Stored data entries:
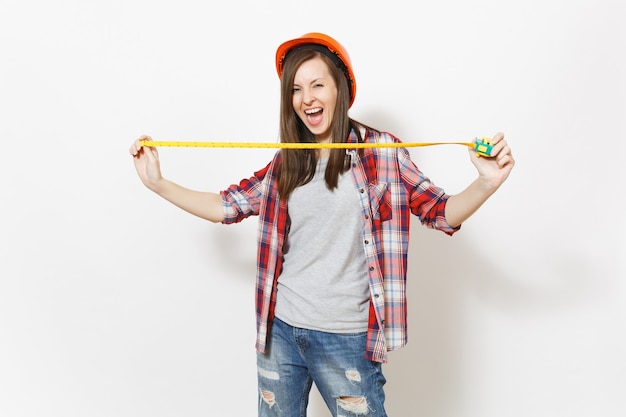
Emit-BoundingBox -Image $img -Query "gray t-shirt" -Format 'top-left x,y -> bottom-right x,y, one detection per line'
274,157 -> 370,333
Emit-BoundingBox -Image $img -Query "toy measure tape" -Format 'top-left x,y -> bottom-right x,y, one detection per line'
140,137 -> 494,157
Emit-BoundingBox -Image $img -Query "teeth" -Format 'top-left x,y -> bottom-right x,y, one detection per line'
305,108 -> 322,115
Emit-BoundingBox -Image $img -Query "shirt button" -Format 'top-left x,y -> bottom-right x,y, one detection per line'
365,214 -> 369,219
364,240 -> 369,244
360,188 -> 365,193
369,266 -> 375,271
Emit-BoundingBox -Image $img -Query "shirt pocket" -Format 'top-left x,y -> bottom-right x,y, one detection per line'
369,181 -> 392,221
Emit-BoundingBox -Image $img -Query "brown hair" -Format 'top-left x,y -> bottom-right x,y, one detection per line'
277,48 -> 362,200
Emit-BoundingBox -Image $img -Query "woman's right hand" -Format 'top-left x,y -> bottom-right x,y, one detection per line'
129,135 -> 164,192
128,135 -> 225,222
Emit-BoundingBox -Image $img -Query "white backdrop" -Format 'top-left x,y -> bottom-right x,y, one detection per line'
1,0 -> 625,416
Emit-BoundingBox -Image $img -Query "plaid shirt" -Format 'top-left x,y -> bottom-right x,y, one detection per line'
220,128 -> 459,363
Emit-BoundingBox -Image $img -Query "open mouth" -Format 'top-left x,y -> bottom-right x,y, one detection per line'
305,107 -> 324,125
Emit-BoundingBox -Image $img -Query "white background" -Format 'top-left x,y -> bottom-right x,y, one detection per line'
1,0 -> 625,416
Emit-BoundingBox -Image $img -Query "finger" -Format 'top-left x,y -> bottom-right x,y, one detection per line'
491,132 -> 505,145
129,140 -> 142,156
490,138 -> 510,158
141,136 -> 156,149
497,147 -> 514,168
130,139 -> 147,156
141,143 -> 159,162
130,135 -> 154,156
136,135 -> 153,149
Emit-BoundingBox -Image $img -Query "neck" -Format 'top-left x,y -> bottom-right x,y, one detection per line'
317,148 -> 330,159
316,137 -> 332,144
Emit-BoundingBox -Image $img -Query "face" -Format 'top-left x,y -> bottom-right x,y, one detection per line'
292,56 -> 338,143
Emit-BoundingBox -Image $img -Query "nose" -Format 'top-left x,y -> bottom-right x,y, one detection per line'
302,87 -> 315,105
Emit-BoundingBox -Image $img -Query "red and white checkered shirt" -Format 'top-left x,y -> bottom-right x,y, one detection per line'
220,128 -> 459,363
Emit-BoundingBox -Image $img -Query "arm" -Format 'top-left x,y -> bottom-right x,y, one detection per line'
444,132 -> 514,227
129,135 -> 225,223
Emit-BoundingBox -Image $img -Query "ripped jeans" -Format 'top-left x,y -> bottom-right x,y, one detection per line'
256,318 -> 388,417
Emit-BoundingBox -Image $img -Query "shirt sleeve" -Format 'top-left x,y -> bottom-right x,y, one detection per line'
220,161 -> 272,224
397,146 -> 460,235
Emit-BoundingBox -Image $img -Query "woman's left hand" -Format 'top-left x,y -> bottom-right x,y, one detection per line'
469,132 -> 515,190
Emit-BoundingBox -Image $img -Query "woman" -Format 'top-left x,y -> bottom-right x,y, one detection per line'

REQUIRED WORK — Apart from the pictures, every line of the data above should be given again exactly.

EXPECTED OUTPUT —
Emit-BoundingBox -Image $img -Query "gray t-shirt" -Format 'top-left x,y -> bottom-right x,y, one detection per line'
274,157 -> 370,333
Emit-BoundingBox -Image $img -Query "toy measure tape" -Format 'top-left x,y -> bottom-right x,y, one detection per line'
140,137 -> 494,157
Emit-BoundingBox -Image $img -Query "teeth" -Format 'top-left x,y -> bottom-right x,y, one detection per line'
305,108 -> 322,115
Emit-BoundingBox -Image $img -Query "shirt button" -Format 'top-left x,y -> bottom-right x,y, one detection per line'
365,214 -> 369,219
364,240 -> 369,244
360,188 -> 365,193
369,266 -> 375,271
Emit-BoundingBox -Image $img -Query "shirt pocket" -Format 'top-left x,y -> bottom-right x,y, one detection per line'
369,181 -> 392,221
Emit-BoundingBox -Image $img -Query "brown hair" -Format 'top-left x,y -> bottom-right x,y, one detection per line'
277,48 -> 362,200
Emit-BoundingBox -Image $img -Query "woman's right hand" -Format 'top-left x,y -> bottom-right x,y, one detection per line'
129,135 -> 164,192
128,135 -> 225,222
Emit-BoundingBox -Image $img -Query "white backdrop" -Format 'top-left x,y -> bottom-right x,y, one detection per line'
1,0 -> 625,416
Emit-BoundingBox -Image $img -Query "plaid shirt" -Format 'top-left x,y -> bottom-right x,y, one detection per line'
220,128 -> 459,363
Emit-BoundingBox -Image $img -Query "open mouth" -Format 'top-left x,y -> bottom-right x,y, one detection per line'
305,107 -> 324,125
Emit-BoundingBox -Image $img -Query "white background" -Format 'top-left x,y -> bottom-right x,y, one detection per line'
1,0 -> 625,416
Emit-BoundingBox -Image $img -Query "finger" -Format 'top-left x,y -> bottom-right x,y, one detection per line'
491,132 -> 505,145
129,140 -> 142,156
490,138 -> 510,158
141,136 -> 156,149
497,147 -> 514,168
130,139 -> 147,156
141,143 -> 159,162
130,135 -> 154,156
136,135 -> 153,149
Emit-BoundingBox -Image $img -Query "neck" -Format 'top-left x,y -> bottom-right x,y, one detection per line'
317,148 -> 330,159
316,137 -> 332,144
Emit-BoundingBox -Image $img -Query "face" -Format 'top-left x,y -> bottom-right x,y, one detection per line'
292,56 -> 338,143
Emit-BoundingBox -Image $img -Query "nose" -Format 'top-left x,y -> bottom-right x,y, one detection per line'
302,87 -> 315,105
Emit-BoundingBox -Image $img -Query "red and white checkered shirt" -Format 'top-left x,y -> bottom-right x,y, one detection per line'
220,128 -> 459,363
Emit-BoundingBox -Image $img -Query "arm" -Format 'top-left x,y -> bottom-right x,y, one detection per line'
444,132 -> 514,227
129,135 -> 225,223
Emit-BoundingBox -Image $img -Query "ripped jeans" -Format 'top-left x,y -> bottom-right x,y, one detection per line'
256,318 -> 388,417
Emit-BoundingBox -Image $img -Query "shirt sleeve" -Format 'top-left x,y -> bottom-right x,y, one detection per line'
220,161 -> 272,224
397,146 -> 460,235
Emit-BoundingBox -Image $img -Query "woman's left hand" -Format 'top-left x,y -> bottom-right x,y, one detection per line'
469,132 -> 515,190
Emit-BoundingBox -Image $img -Query "woman" -Format 'top-left x,y -> bottom-right x,y, one detection per line'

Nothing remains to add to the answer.